• [SUPPLIED MATERIAL]

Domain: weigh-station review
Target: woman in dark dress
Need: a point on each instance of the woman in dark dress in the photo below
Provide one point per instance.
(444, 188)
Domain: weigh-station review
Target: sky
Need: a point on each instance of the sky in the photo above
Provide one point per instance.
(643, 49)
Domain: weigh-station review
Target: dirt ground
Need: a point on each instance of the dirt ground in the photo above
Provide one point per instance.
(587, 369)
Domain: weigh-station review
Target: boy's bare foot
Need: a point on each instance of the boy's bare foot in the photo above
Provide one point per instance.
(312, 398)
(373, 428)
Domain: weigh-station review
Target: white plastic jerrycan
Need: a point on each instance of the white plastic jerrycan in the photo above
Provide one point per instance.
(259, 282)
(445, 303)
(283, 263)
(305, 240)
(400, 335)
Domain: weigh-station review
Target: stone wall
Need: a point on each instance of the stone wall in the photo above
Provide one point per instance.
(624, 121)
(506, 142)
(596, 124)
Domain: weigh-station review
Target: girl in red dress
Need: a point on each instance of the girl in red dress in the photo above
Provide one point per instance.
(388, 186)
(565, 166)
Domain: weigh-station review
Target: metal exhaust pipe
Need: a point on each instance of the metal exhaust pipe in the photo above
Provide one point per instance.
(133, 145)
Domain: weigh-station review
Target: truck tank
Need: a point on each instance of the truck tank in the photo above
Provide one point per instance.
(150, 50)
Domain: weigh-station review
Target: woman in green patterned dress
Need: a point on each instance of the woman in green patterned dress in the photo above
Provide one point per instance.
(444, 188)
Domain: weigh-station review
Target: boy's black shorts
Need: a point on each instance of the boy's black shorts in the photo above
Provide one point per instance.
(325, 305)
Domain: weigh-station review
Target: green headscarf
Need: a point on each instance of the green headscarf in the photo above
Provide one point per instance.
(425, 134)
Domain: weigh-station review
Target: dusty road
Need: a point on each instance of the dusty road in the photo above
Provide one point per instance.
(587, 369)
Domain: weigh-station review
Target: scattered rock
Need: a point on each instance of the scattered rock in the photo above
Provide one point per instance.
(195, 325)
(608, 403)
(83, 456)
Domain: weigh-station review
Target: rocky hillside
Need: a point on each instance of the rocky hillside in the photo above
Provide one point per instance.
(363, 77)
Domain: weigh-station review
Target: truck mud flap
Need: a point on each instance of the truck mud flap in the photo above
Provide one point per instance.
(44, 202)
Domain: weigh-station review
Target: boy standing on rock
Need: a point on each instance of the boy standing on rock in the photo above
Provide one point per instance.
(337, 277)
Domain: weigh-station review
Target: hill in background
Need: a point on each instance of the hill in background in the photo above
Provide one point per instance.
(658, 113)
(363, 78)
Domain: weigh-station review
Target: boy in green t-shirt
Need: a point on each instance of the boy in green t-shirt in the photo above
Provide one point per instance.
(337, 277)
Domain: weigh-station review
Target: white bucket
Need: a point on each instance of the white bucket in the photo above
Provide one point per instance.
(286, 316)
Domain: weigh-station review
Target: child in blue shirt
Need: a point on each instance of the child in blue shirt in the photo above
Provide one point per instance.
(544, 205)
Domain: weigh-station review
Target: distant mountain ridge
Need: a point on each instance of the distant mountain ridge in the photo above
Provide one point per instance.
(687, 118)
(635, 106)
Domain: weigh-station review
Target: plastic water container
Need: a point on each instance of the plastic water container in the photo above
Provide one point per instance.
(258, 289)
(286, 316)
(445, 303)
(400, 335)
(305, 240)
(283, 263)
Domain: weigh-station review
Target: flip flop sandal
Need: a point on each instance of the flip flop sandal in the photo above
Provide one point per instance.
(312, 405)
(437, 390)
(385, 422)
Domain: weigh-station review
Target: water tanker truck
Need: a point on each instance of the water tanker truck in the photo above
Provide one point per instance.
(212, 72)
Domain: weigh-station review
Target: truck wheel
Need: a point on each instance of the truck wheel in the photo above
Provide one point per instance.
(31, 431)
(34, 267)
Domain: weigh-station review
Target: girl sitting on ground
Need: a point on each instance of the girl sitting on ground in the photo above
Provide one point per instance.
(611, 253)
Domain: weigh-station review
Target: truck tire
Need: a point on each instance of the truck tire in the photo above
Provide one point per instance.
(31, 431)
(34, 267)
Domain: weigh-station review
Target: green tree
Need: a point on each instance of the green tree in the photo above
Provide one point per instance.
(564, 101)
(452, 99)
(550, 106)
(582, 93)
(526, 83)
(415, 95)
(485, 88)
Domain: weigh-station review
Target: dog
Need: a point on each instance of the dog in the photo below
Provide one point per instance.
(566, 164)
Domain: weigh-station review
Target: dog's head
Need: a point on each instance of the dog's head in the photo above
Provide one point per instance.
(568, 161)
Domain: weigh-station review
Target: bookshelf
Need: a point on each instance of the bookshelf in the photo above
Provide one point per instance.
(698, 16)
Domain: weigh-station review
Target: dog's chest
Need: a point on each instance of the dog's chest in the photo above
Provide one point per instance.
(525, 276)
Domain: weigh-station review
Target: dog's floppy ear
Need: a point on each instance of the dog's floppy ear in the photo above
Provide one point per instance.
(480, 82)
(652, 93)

• [THE EXERCISE]
Return every line exactly.

• [CORRECT ANSWER]
Domain: weigh-station review
Target: woman in dark dress
Need: a point on each instance of the woman in dark dress in the photo below
Provide one point per instance.
(444, 188)
Domain: weigh-station review
Target: sky
Need: a point on each instance of the sky in the photo above
Provide one point per instance.
(643, 49)
Domain: weigh-station review
Target: dirt ground
Need: a point on each instance of the dirt ground in the photo above
Provide one point per instance.
(587, 369)
Domain: weigh-station review
Target: boy's bare foot
Need: a point on each instance of the boy's bare foot in the photo above
Provide one point per instance.
(312, 398)
(373, 428)
Domain: weigh-station review
Target: white plastic jerrycan
Need: a point on each instance of the white plastic jerrycan in the photo above
Provide one point per instance.
(259, 282)
(445, 303)
(283, 263)
(305, 240)
(400, 335)
Domain: weigh-station review
Target: stone wall
Need: a point on each instance of the stone wall in the photo above
Provide one point per instance.
(624, 121)
(506, 142)
(596, 124)
Domain: weigh-station review
Target: girl in red dress
Need: a point on each instance of the girl in red dress in the photo above
Provide one point per instance.
(388, 186)
(565, 166)
Domain: weigh-station review
Target: metal exhaust pipe
Need: a point on each instance of the metal exhaust pipe in the photo above
Provide one point per instance.
(133, 145)
Domain: weigh-station review
Target: truck tank
Need: a point on each instance of the truck tank in the photo above
Provide one point per instance.
(150, 50)
Domain: weigh-station review
Target: woman in green patterned dress
Need: a point on each instance of the woman in green patterned dress in the photo above
Provide one point per instance.
(444, 188)
Domain: weigh-station review
Target: boy's black shorts
Need: a point on each instance of the boy's black shorts in the photo above
Provide one point per instance.
(325, 305)
Domain: weigh-station review
Target: green headscarf
Need: a point on each instance of the green headscarf in the photo above
Provide one point per instance.
(425, 134)
Domain: weigh-station review
Target: dusty road
Need: a point on each instance of the dusty road in the photo above
Provide one point per instance.
(587, 369)
Domain: weigh-station review
Target: scattered rock
Need: a point on each instance of the scattered rock in the photo above
Provide one point per instance.
(195, 325)
(608, 403)
(83, 456)
Domain: weigh-station review
Target: rocky hillside
Need: a point on each instance of the rocky hillside in the photo above
Provide one point per instance.
(363, 77)
Domain: weigh-station review
Target: truck mud flap
Need: a point on each instance of the truck mud flap in the photo above
Provide one point per instance.
(44, 202)
Domain: weigh-station review
Target: boy standing on rock
Need: a point on each instance of the boy standing on rock in the photo above
Provide one point per instance.
(337, 277)
Domain: weigh-station review
Target: hill in background
Need: a point on each instance of the hill in background in the photo above
Provide one point per instance.
(658, 113)
(363, 78)
Domain: weigh-station review
Target: boy in green t-shirt
Need: a point on each instance of the boy in green t-shirt in the photo above
Provide one point per instance.
(337, 277)
Domain: weigh-station review
Target: white bucket
Need: a point on each instance of the white bucket in the photo above
Provide one point per instance.
(286, 316)
Domain: weigh-station review
Target: child in blue shirt
Need: a point on each instance of the child in blue shirt in the photo above
Provide one point per instance.
(544, 205)
Domain: weigh-station review
Target: distant mountain ridge
Need: a point on each instance of the distant mountain ridge in the photo above
Provide one point per instance.
(687, 118)
(635, 106)
Domain: weigh-station review
Target: plastic water container
Need: a point on each instance of the plastic water container in the photo above
Provide one point per instance.
(258, 289)
(286, 316)
(445, 303)
(400, 335)
(305, 240)
(283, 263)
Domain: weigh-station review
Target: flip flop sandal
Need: a point on each instance of the flip flop sandal in the photo above
Provide one point per instance.
(312, 405)
(437, 390)
(385, 422)
Domain: weigh-station review
Target: water tanker truck
Need: a point on each instance of the water tanker truck in the photo above
Provide one point per instance.
(212, 72)
Domain: weigh-station review
Target: truck wheel
Need: a point on each instance of the truck wheel in the photo above
Provide one point per instance.
(31, 431)
(34, 267)
Domain: weigh-station review
Target: girl sitting on ground
Need: a point on each instance of the girl sitting on ground in the photo above
Provide one point per instance.
(611, 253)
Domain: weigh-station review
Target: truck tire
Need: a point on each instance of the truck tire in the photo above
Provide one point per instance.
(31, 431)
(34, 267)
Domain: weigh-station review
Target: green tree
Need: a point on each instance of the green tree in the photo above
Provide one point per instance.
(564, 101)
(452, 99)
(550, 106)
(582, 93)
(526, 83)
(415, 95)
(485, 88)
Domain: weigh-station review
Target: dog
Need: a point on each instance of the dog in the photo below
Provide one point per instance.
(566, 164)
Domain: weigh-station review
Target: dog's head
Need: a point on each instance of the dog's head in the photo above
Provide one point per instance.
(568, 161)
Domain: weigh-station review
Target: bookshelf
Need: a point on each instance of the bookshelf in the photo above
Provide one point per instance.
(698, 16)
Domain: weigh-station review
Target: dog's chest
Need: a point on each instance of the dog's chest in the photo above
Provide one point per instance.
(525, 276)
Domain: weigh-station review
Target: dog's floppy ear
Need: a point on each instance of the dog's floppy ear in the photo above
Provide one point per instance.
(480, 82)
(652, 93)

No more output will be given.